TO BE DONE
Print every one of the lines below verbatim, leaving the pictures out of your copy.

(Raw records)
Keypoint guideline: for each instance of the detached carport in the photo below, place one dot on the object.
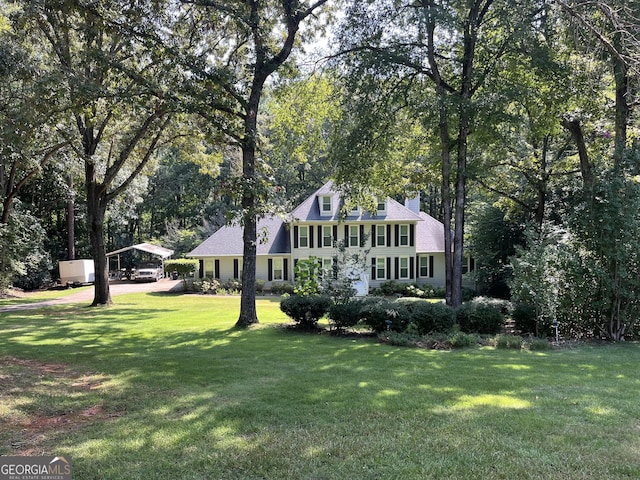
(155, 250)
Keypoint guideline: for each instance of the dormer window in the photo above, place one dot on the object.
(326, 208)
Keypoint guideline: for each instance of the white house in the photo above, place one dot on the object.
(403, 243)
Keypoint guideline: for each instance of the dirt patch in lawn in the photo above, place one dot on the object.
(41, 401)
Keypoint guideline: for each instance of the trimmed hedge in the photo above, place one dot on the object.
(429, 317)
(481, 315)
(305, 310)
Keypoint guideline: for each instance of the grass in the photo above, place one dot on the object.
(40, 296)
(163, 387)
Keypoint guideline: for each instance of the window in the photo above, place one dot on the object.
(327, 267)
(278, 269)
(326, 204)
(468, 265)
(424, 266)
(327, 236)
(404, 267)
(303, 237)
(354, 236)
(404, 235)
(380, 235)
(381, 267)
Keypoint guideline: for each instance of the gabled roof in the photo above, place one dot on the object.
(309, 210)
(429, 235)
(273, 239)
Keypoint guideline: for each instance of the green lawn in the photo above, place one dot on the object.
(163, 387)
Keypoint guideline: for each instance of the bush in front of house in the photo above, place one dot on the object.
(381, 314)
(207, 286)
(305, 310)
(346, 314)
(481, 315)
(429, 317)
(280, 288)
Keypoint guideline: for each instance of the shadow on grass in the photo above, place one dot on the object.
(212, 401)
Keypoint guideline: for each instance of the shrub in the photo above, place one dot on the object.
(537, 344)
(305, 310)
(429, 317)
(509, 341)
(280, 288)
(382, 314)
(207, 286)
(345, 315)
(481, 315)
(233, 285)
(461, 340)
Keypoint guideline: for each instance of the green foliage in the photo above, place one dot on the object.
(537, 344)
(183, 266)
(280, 288)
(429, 317)
(345, 315)
(23, 259)
(481, 315)
(461, 340)
(305, 310)
(346, 266)
(514, 342)
(526, 321)
(207, 286)
(307, 273)
(492, 240)
(381, 314)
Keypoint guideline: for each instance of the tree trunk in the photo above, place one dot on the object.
(248, 314)
(71, 223)
(96, 210)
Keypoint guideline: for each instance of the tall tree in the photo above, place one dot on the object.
(115, 88)
(234, 49)
(453, 48)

FINISHED ANSWER
Keypoint guideline: for each instance of the detached carport in the photo below, place one dot on the object.
(155, 250)
Keypoint guideline: for each instance of the dormer window in the photo above, place one dot on the object.
(326, 208)
Keypoint guideline: for each instance of the white house in the photo above, place one dot on the object.
(403, 243)
Keypoint guideline: for each instance of the dirt patch in lawn in the photo above, place one dot on the object.
(41, 401)
Keypoint guideline: for each instance of the trimmed hedge in the photo above, place one dot on the object.
(429, 317)
(481, 315)
(305, 310)
Keypoint guideline: for each instance of the grass in the photo above, place one dot on the object.
(40, 296)
(163, 387)
Keypoint guideline: for each instance of the window in the photo above, place one dot on the object.
(327, 267)
(278, 269)
(326, 204)
(468, 265)
(424, 266)
(327, 236)
(404, 267)
(303, 237)
(354, 236)
(404, 235)
(380, 235)
(381, 267)
Keypoint guideline: for each instance of the gabled roof in the photo above, place one dot on the object.
(309, 210)
(429, 235)
(273, 239)
Keypoint guideline: for each instance of the green lawn in the photo above, place one dot on the object.
(163, 387)
Keypoint guideline: for each instance of the bush in front of house in the photo above, place one dot on the object.
(381, 314)
(207, 286)
(305, 310)
(346, 314)
(481, 315)
(429, 317)
(280, 288)
Keypoint guideline: for each instance of the shadow on grass in the photo above, place one dot on the object.
(212, 401)
Keypoint guideline: for each instance of the shrub in the photo above, place one dot on the object.
(537, 344)
(305, 310)
(429, 317)
(509, 341)
(280, 288)
(382, 314)
(207, 286)
(345, 315)
(481, 315)
(233, 285)
(461, 340)
Keypoint guideline: for each instance of the green foliage in the photo above, place one dot on the object.
(537, 344)
(183, 266)
(280, 288)
(429, 317)
(345, 315)
(23, 259)
(481, 315)
(461, 340)
(305, 310)
(346, 266)
(514, 342)
(526, 321)
(207, 286)
(307, 273)
(492, 240)
(381, 314)
Keypoint guideline: for each instance of the tree trunk in the photo above, place one dot on the object.
(248, 314)
(71, 223)
(96, 210)
Keypoint guideline: for each instance of the tall tree in the photo above, place one dot on the object.
(115, 88)
(234, 49)
(453, 48)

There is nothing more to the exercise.